(Data listing)
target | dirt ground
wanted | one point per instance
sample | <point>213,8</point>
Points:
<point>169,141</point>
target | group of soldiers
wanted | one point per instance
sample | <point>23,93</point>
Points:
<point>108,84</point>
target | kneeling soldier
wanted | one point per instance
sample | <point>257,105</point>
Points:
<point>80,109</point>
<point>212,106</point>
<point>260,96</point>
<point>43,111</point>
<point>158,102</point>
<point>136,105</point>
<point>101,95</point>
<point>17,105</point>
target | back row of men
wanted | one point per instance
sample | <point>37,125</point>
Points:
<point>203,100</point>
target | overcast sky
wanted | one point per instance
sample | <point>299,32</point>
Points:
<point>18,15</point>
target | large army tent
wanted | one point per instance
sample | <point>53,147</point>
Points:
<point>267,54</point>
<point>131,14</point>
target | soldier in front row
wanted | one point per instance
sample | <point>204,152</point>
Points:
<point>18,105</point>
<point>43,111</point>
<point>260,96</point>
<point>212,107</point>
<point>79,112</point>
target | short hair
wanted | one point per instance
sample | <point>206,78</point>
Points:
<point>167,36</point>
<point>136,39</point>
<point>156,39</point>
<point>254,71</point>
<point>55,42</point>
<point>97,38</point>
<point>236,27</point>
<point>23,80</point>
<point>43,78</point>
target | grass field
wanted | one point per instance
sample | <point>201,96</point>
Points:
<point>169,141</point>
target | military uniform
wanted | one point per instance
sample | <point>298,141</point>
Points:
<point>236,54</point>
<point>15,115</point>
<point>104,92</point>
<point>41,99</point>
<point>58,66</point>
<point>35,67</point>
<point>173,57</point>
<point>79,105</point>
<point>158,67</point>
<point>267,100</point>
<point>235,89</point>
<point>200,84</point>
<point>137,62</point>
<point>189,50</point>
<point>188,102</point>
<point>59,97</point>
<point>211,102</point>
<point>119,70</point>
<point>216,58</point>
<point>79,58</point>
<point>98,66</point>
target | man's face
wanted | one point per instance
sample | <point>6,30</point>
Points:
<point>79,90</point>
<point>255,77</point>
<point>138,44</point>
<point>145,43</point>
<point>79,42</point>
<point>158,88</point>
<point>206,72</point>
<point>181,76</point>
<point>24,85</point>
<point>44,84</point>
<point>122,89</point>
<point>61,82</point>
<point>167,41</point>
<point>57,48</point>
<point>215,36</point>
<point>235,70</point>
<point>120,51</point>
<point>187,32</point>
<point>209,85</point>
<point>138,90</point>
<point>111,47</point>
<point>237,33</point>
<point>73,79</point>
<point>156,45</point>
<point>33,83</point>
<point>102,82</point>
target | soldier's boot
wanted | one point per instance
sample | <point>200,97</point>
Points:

■ THE PROBLEM
Output each line of the rows above as a numbered list, omitting any blank lines.

■ REPLY
1. target | dirt ground
2. wanted | one point per instance
3. sample | <point>213,8</point>
4. Points:
5. <point>169,141</point>
6. target | group of soldiers
7. wanted | one point per instance
8. sample | <point>23,93</point>
9. Points:
10. <point>108,84</point>
11. target | kneeling soldier
12. wanted | one point per instance
13. sample | <point>257,105</point>
14. Points:
15. <point>80,109</point>
16. <point>212,106</point>
17. <point>260,96</point>
18. <point>43,111</point>
19. <point>158,102</point>
20. <point>136,105</point>
21. <point>101,95</point>
22. <point>17,105</point>
23. target | back row of men
24. wanted | one point per instance
25. sample | <point>37,125</point>
26. Points:
27. <point>203,100</point>
28. target | overcast sky
29. wanted | one point per instance
30. sample | <point>299,32</point>
31. Points:
32. <point>18,15</point>
33. target | large army tent
34. wanted | one point per instance
35. sample | <point>53,147</point>
36. Points:
37. <point>267,54</point>
38. <point>131,14</point>
39. target | soldier in front row
40. wanted | one point per instance
41. sample | <point>204,152</point>
42. Points:
43. <point>18,105</point>
44. <point>43,111</point>
45. <point>260,96</point>
46. <point>212,107</point>
47. <point>79,112</point>
48. target | short hair
49. wanted | one point per instance
50. sample | <point>206,78</point>
51. Points:
52. <point>167,36</point>
53. <point>136,39</point>
54. <point>156,39</point>
55. <point>254,71</point>
56. <point>55,42</point>
57. <point>97,38</point>
58. <point>236,27</point>
59. <point>23,80</point>
60. <point>43,78</point>
61. target | grass field
62. wanted | one point per instance
63. sample | <point>201,96</point>
64. Points:
65. <point>169,141</point>
66. target | military uniform
67. wanted | one point per instance
68. sample | <point>298,141</point>
69. Points:
70. <point>236,54</point>
71. <point>15,115</point>
72. <point>104,92</point>
73. <point>41,99</point>
74. <point>58,66</point>
75. <point>35,67</point>
76. <point>173,57</point>
77. <point>79,105</point>
78. <point>158,67</point>
79. <point>267,100</point>
80. <point>235,89</point>
81. <point>200,84</point>
82. <point>137,62</point>
83. <point>189,50</point>
84. <point>188,102</point>
85. <point>59,97</point>
86. <point>211,102</point>
87. <point>119,70</point>
88. <point>216,58</point>
89. <point>79,58</point>
90. <point>98,66</point>
91. target | man's face
92. wanted | one point per instance
93. sample | <point>6,30</point>
94. Points:
95. <point>79,90</point>
96. <point>255,77</point>
97. <point>138,44</point>
98. <point>145,43</point>
99. <point>79,42</point>
100. <point>158,88</point>
101. <point>206,72</point>
102. <point>181,76</point>
103. <point>24,85</point>
104. <point>44,84</point>
105. <point>122,89</point>
106. <point>61,82</point>
107. <point>167,41</point>
108. <point>57,48</point>
109. <point>215,36</point>
110. <point>235,70</point>
111. <point>120,51</point>
112. <point>187,32</point>
113. <point>209,85</point>
114. <point>138,90</point>
115. <point>111,47</point>
116. <point>237,33</point>
117. <point>73,79</point>
118. <point>156,45</point>
119. <point>33,83</point>
120. <point>102,82</point>
121. target | soldier's boot
122. wanted | one point per instance
123. sample | <point>200,97</point>
124. Points:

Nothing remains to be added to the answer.